GIVEN TASK ▸ Copy each line of the listing below that contains the word "with".

DATA IN THIS EXERCISE ▸

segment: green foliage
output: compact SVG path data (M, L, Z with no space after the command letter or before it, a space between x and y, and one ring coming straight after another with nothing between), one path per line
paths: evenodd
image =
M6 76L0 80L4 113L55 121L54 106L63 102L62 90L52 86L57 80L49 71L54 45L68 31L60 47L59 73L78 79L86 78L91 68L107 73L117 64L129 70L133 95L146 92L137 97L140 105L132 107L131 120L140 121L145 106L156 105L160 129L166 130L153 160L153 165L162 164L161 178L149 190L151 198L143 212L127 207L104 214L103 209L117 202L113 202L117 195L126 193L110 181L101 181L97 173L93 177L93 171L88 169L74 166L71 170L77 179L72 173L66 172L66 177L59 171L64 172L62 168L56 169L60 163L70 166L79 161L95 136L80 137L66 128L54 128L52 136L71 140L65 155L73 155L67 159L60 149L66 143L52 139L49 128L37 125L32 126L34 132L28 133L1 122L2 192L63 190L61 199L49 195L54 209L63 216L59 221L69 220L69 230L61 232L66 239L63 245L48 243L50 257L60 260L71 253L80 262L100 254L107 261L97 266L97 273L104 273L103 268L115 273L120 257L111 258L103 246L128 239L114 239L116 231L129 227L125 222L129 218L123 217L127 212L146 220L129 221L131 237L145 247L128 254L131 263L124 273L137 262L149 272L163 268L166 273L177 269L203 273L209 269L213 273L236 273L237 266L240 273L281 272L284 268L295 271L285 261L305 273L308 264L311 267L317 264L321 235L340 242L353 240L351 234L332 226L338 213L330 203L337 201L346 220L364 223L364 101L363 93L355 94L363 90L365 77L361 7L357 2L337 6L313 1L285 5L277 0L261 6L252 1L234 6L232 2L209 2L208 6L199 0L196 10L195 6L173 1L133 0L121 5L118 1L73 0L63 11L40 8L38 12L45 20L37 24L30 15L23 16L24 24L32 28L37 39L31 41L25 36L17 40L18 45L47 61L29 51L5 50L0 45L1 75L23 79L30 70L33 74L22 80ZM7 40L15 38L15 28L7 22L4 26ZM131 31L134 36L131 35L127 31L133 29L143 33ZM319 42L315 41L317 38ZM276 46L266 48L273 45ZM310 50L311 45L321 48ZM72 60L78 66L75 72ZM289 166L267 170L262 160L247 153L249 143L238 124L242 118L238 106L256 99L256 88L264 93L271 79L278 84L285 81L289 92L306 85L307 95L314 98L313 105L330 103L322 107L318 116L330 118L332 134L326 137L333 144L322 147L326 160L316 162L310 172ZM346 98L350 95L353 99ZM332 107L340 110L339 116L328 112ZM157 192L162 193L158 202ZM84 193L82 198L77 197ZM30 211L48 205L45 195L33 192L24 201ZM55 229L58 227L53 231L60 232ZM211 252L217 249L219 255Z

PROBLEM SOLUTION ▸
output: compact SVG path data (M, L, Z with no space after the command letter or before it, a space between x and y, and one ring coming straight after another with nothing between), one path per line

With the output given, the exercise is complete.